[What is required]:
In the hospital recovery post below, how long after the accident did the first operation take place?
### Excerpt provided ###
Friday 27 May 2022

BREAKING NEWS - UPDATE!

 I posted recently about my accident and what happened in the first week thereafter.  A number of people were kind enough to compliment the piece and even to ask if there would be a follow up, since there would still be three weeks to go in hospital after I'd come round from the first operation.  I thought about that and decided I would have a crack at it, but that it would have to be a different sort of piece - a bit more reflective perhaps - since much of what happened during those three weeks was dull and repetitive, which doesn't make for a great read.  So what follows is a bit experimental.  I hope that if nothing else it'll help get me back into writing!

BREAKING NEWS - UPDATE!

I open my eyes and look around.  Familiar surroundings.  As comforting as a dentist's waiting room can be.  But…I AM NOT IN THE DENTIST’S WAITING ROOM!!  Might have fooled me once but not twice.   There are the same masked figures scurrying round though and three or four other beds containing patients that I’m fairly sure haven’t been put there by the dentist’s inadequacies.  This is definitely the recovery room so I must have had my second operation.  Yes, look, a nurse is trundling her machine up to take my blood pressure – a procedure with which I have grown all too familiar in the last three weeks.  She says something about a sandwich.  ‘Low blood pressure?’ I enquire knowledgeably.  She nods.  ‘Yes, but not as low as last time’ which makes me wonder just how low it had been.

It's now a fortnight since my first operation which was itself a week after the accident.  I try to take stock.  Family and friends of course have been brilliant, as has the NHS in taking care of me thus far.  But beyond that have I learnt anything – about myself or about the system that has taken over my life?  When I dispensed careers advice in a former life – a former century even – I talked a lot about nursing and the information and advice I passed on may well have been sound.  But it was probably about the wrong things to a large extent, or – to be kinder to myself – not enough about the right things.  The reality of twelve hour shifts on a busy ward full of demanding patients.  The older nurse with back problems who nonetheless struggled to help me in and out of bed.  The man in a nearby room who constantly called ‘Help me, please help me!’ then when one or more nurses responded to his cries yelled at them to get out.  ‘Get out!  Get out!!  Bang!!’  Was he miming shooting them?  Probably.  Fortunately he was there for only a couple of nights but long enough for me to find out that ward staff didn’t enter his room without security being present.  And then there’s their unrelenting focus on bowels which featured in very few – if any – of my careers guidance interviews.  The observation is not mine – it was made to me by a senior nurse.  ‘Yes,’ she remarked, ‘to be a good nurse you have to be fixated on what goes in one end and what comes out the other.’  The truth of this was borne in on me one day when my daughter was visiting and a lesser deity than the one who had carried out the first operation swept into the room with a backing pantheon of would-be deities.  They looked like a 60’s pop group – think Billy J Kramer with the Dakotas but without the screaming.  There must have been five or six people clustered round the bed when the curtain was swept aside to reveal a nurse who – oblivious to all else – announced her presence in a voice which stopped Billy J dead in his tracks. ‘Have you moved your bowels today?’ she demanded. The truthful answer – yes, but with great difficulty and to not much effect – seemed rather too much information for the assembled company so I merely nodded weakly and assured her I had.
### Given data ###
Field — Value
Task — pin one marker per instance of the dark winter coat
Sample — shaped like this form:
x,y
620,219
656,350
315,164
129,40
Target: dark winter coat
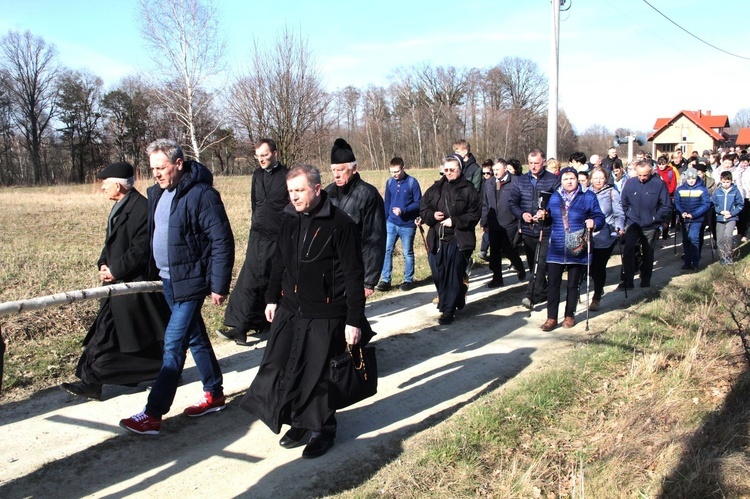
x,y
694,200
268,197
458,201
140,319
646,204
201,243
364,204
317,271
585,205
496,214
524,198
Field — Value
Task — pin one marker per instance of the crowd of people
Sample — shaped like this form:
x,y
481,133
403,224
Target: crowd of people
x,y
315,254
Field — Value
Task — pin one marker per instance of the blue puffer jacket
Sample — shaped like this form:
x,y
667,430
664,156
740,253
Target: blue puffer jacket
x,y
693,200
646,204
610,204
584,206
524,198
730,201
201,243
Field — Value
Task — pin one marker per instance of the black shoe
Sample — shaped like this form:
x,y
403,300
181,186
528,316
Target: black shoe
x,y
317,446
237,335
293,438
81,389
495,283
446,318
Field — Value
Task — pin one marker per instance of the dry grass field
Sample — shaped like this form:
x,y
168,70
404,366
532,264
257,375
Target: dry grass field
x,y
50,240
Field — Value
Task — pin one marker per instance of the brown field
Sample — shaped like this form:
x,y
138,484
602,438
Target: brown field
x,y
51,238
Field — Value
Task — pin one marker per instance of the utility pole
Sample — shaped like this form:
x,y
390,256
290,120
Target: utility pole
x,y
553,81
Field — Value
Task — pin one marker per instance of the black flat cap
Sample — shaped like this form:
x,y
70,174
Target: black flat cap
x,y
120,169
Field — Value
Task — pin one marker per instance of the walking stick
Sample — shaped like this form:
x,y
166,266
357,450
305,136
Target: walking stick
x,y
542,201
588,280
536,264
622,266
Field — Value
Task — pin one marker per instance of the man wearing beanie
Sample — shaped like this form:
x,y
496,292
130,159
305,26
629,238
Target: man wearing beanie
x,y
364,204
123,345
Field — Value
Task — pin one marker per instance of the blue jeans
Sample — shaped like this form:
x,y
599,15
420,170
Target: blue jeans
x,y
394,232
692,235
185,330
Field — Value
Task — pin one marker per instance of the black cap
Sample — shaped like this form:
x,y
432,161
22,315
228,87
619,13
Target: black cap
x,y
341,152
120,169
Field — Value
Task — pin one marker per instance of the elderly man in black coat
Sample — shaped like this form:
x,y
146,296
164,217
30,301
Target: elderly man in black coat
x,y
124,345
316,303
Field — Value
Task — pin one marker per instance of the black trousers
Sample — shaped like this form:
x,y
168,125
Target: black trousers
x,y
501,245
247,302
448,266
599,260
636,237
554,272
536,291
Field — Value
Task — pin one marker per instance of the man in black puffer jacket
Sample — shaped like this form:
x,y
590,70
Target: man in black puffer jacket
x,y
193,247
364,204
527,202
451,208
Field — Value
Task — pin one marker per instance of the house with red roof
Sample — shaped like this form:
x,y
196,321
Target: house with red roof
x,y
689,131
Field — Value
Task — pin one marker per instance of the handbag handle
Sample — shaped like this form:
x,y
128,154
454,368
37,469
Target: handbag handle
x,y
361,365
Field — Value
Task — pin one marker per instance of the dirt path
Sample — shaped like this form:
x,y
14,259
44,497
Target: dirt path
x,y
55,445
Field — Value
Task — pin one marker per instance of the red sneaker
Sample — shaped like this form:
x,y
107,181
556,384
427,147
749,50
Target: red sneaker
x,y
142,424
207,404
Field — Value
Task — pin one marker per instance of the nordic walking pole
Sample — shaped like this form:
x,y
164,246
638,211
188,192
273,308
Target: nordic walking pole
x,y
536,264
622,264
588,271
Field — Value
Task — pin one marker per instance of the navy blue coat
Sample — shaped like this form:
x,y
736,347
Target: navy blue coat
x,y
585,205
201,243
524,198
646,204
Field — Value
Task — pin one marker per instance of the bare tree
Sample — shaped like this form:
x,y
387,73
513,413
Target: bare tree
x,y
31,67
79,100
281,96
187,48
126,110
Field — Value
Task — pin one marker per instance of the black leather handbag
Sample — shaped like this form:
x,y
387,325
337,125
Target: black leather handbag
x,y
354,376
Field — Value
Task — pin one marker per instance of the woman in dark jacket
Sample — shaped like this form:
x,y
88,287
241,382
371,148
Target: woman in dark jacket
x,y
604,240
451,208
573,212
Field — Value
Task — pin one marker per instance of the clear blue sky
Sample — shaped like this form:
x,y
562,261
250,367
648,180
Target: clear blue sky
x,y
621,63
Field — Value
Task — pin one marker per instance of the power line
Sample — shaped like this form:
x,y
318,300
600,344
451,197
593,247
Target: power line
x,y
691,34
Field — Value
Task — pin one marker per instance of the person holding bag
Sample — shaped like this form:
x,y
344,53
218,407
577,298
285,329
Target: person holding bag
x,y
316,305
573,212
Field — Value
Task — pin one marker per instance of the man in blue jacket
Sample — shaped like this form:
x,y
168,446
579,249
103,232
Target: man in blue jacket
x,y
692,202
648,208
402,197
193,247
527,201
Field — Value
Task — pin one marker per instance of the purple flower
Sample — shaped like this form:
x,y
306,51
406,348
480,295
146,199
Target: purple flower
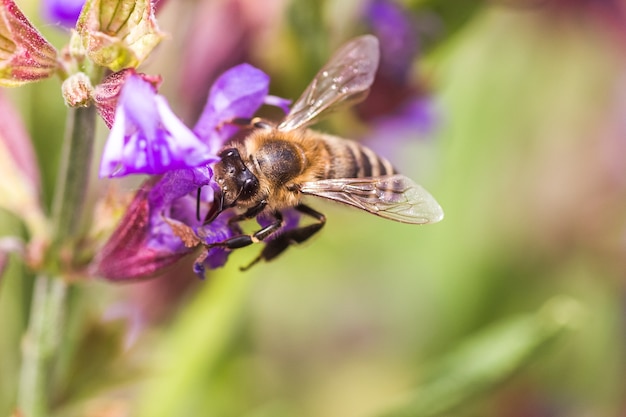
x,y
62,12
397,106
147,138
396,30
228,100
162,223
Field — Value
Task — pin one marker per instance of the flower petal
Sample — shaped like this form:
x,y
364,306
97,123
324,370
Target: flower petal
x,y
62,12
147,137
239,92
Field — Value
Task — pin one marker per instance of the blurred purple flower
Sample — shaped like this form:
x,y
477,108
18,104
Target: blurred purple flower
x,y
397,104
396,30
147,138
62,12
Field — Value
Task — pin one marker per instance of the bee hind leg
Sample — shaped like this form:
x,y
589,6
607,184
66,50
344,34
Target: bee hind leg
x,y
280,243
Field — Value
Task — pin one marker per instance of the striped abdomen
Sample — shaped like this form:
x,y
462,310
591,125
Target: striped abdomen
x,y
348,159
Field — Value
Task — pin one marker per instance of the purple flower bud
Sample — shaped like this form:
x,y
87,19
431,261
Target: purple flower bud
x,y
147,137
62,12
107,93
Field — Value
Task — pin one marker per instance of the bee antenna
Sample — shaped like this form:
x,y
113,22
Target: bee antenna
x,y
216,208
198,204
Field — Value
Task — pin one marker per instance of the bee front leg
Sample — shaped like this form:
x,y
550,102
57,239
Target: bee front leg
x,y
295,236
241,241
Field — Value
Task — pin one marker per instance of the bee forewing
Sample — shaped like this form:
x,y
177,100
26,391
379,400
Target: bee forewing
x,y
345,79
393,197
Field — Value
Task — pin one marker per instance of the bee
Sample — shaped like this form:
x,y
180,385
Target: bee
x,y
275,165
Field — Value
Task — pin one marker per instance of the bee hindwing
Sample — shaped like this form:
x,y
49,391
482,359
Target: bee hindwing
x,y
344,80
394,197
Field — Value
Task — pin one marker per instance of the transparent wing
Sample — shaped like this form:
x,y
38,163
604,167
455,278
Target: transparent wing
x,y
345,79
393,197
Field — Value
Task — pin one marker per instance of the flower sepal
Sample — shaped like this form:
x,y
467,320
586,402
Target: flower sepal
x,y
118,34
25,56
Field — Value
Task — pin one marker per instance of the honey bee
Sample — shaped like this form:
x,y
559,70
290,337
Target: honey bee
x,y
275,165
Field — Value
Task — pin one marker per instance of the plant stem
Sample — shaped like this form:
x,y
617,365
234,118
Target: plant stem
x,y
71,190
45,327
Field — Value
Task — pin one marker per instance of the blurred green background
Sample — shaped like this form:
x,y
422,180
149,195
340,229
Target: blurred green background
x,y
513,305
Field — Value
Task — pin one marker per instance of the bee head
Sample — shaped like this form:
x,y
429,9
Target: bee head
x,y
237,183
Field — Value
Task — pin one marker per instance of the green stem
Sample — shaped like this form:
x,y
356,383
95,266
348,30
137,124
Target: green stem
x,y
71,190
45,327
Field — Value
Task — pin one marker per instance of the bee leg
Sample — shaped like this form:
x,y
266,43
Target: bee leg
x,y
291,237
244,122
241,241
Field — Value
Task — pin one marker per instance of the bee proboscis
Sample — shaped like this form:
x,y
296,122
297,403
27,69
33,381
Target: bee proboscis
x,y
274,166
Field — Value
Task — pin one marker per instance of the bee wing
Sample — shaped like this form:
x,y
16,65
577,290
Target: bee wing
x,y
393,197
345,79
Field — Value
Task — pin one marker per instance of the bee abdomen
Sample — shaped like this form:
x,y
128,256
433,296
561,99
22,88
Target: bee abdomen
x,y
348,159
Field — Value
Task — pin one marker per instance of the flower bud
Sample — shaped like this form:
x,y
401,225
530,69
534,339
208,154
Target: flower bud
x,y
77,90
107,93
25,56
118,33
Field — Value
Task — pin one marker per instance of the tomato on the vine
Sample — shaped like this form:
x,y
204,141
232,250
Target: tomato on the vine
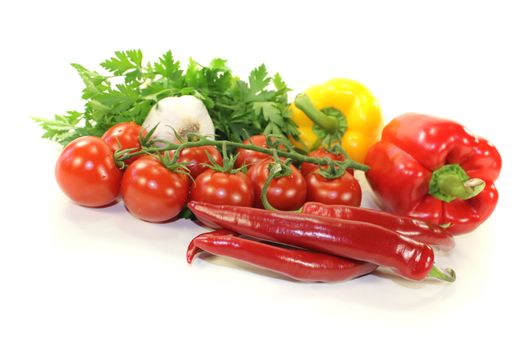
x,y
86,172
198,157
307,168
284,193
344,190
217,187
248,157
123,136
152,192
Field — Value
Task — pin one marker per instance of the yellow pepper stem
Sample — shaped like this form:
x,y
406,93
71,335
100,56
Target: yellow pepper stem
x,y
327,122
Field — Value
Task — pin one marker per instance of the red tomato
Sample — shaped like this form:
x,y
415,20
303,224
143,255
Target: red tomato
x,y
249,157
344,190
197,158
284,193
152,192
222,188
307,168
124,136
86,172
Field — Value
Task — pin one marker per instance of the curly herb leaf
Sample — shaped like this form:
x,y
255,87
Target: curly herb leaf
x,y
132,88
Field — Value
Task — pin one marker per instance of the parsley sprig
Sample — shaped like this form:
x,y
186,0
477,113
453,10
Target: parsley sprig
x,y
130,88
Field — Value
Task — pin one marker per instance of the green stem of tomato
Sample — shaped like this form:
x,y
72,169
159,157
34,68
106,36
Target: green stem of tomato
x,y
290,154
264,193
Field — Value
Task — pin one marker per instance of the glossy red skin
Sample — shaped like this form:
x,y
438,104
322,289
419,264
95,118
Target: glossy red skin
x,y
248,157
349,239
152,192
344,190
284,193
297,264
124,136
412,147
416,229
222,188
197,158
307,168
87,174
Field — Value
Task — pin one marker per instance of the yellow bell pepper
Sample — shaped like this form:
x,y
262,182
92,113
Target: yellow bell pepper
x,y
340,111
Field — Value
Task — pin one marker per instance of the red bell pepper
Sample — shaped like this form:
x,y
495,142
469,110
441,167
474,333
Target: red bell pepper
x,y
436,170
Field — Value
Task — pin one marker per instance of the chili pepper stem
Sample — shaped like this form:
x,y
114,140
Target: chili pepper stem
x,y
329,123
447,274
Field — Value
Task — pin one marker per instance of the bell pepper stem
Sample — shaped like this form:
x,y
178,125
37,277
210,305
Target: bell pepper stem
x,y
451,182
447,275
329,123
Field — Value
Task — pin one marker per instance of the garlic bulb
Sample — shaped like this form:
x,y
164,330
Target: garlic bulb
x,y
184,114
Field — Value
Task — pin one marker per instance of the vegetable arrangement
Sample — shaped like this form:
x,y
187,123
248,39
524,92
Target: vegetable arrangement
x,y
274,180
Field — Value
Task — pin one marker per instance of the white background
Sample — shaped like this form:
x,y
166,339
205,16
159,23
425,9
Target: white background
x,y
77,278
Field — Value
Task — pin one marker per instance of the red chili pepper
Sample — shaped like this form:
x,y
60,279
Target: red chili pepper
x,y
298,264
410,227
345,238
436,170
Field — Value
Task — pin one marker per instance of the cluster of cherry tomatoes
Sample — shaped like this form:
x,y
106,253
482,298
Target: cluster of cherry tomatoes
x,y
87,173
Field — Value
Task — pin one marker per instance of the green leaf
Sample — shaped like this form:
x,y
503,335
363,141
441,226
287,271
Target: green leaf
x,y
132,87
92,80
123,61
259,79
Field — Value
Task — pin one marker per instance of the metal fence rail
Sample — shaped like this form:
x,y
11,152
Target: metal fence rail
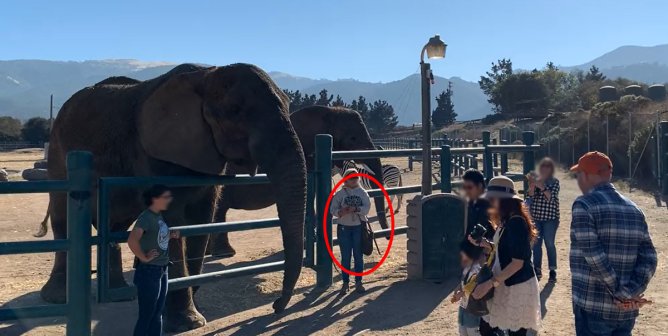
x,y
78,186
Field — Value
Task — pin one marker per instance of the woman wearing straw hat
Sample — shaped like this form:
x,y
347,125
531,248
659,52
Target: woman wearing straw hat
x,y
515,305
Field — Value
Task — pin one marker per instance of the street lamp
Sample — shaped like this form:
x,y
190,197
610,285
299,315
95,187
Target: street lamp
x,y
435,49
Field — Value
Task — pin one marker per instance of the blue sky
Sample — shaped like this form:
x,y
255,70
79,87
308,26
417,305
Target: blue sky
x,y
366,40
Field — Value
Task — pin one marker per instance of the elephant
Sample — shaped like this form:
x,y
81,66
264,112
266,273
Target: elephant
x,y
191,121
348,132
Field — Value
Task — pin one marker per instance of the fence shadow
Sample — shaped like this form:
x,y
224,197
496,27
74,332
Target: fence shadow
x,y
406,302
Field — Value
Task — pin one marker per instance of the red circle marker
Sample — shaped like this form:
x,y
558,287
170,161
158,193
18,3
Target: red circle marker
x,y
324,225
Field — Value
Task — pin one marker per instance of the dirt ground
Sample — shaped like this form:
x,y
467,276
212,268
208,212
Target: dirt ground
x,y
242,306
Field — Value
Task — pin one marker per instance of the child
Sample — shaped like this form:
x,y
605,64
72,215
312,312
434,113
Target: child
x,y
149,241
470,255
351,205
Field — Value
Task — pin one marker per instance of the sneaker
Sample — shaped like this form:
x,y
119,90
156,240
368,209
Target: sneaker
x,y
359,289
553,276
344,289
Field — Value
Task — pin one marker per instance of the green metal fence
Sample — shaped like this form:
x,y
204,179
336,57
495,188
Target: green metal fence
x,y
78,187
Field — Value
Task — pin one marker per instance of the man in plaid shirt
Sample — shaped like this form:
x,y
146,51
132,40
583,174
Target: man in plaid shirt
x,y
612,256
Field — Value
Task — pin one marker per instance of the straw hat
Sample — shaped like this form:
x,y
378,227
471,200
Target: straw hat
x,y
501,187
350,171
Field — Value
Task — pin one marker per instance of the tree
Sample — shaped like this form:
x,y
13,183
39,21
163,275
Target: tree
x,y
524,92
323,99
339,102
381,117
36,130
362,108
10,129
594,74
489,84
444,114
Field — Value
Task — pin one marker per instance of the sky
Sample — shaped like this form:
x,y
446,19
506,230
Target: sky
x,y
368,40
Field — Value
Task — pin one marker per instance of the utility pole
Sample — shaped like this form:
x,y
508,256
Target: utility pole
x,y
51,114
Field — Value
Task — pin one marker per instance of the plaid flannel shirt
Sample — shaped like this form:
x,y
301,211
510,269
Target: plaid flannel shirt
x,y
540,207
612,256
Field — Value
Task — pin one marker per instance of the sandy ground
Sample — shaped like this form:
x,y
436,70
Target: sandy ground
x,y
242,306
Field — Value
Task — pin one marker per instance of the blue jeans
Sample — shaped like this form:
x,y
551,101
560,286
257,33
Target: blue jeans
x,y
547,231
589,325
350,242
151,283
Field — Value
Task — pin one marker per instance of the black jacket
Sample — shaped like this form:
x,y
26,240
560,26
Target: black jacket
x,y
478,213
514,244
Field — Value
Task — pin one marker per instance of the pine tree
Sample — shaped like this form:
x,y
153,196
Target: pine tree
x,y
339,102
362,108
595,74
444,114
323,99
381,117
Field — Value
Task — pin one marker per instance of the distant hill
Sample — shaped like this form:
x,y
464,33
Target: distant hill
x,y
644,64
25,86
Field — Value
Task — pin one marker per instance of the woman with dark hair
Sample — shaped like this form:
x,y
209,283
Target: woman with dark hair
x,y
543,197
515,305
149,241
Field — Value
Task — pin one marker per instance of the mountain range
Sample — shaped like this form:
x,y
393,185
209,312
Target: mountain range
x,y
25,85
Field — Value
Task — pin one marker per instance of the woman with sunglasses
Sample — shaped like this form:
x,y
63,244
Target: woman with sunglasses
x,y
515,304
149,241
543,197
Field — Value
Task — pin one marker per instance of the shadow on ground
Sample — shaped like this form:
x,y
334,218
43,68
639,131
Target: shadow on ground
x,y
400,304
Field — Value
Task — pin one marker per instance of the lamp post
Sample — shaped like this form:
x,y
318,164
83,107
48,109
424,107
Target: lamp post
x,y
435,49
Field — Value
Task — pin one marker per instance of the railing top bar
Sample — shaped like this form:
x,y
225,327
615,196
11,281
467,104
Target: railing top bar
x,y
469,150
185,181
376,154
25,187
513,147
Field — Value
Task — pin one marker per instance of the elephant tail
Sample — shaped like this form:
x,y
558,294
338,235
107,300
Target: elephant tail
x,y
43,227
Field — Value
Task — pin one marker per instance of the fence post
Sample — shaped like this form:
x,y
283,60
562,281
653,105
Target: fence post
x,y
309,228
323,167
79,220
663,156
504,159
495,157
411,145
487,163
446,166
102,242
529,165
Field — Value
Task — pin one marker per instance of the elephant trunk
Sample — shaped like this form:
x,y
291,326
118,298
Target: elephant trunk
###
[Exercise solution]:
A week after the accident.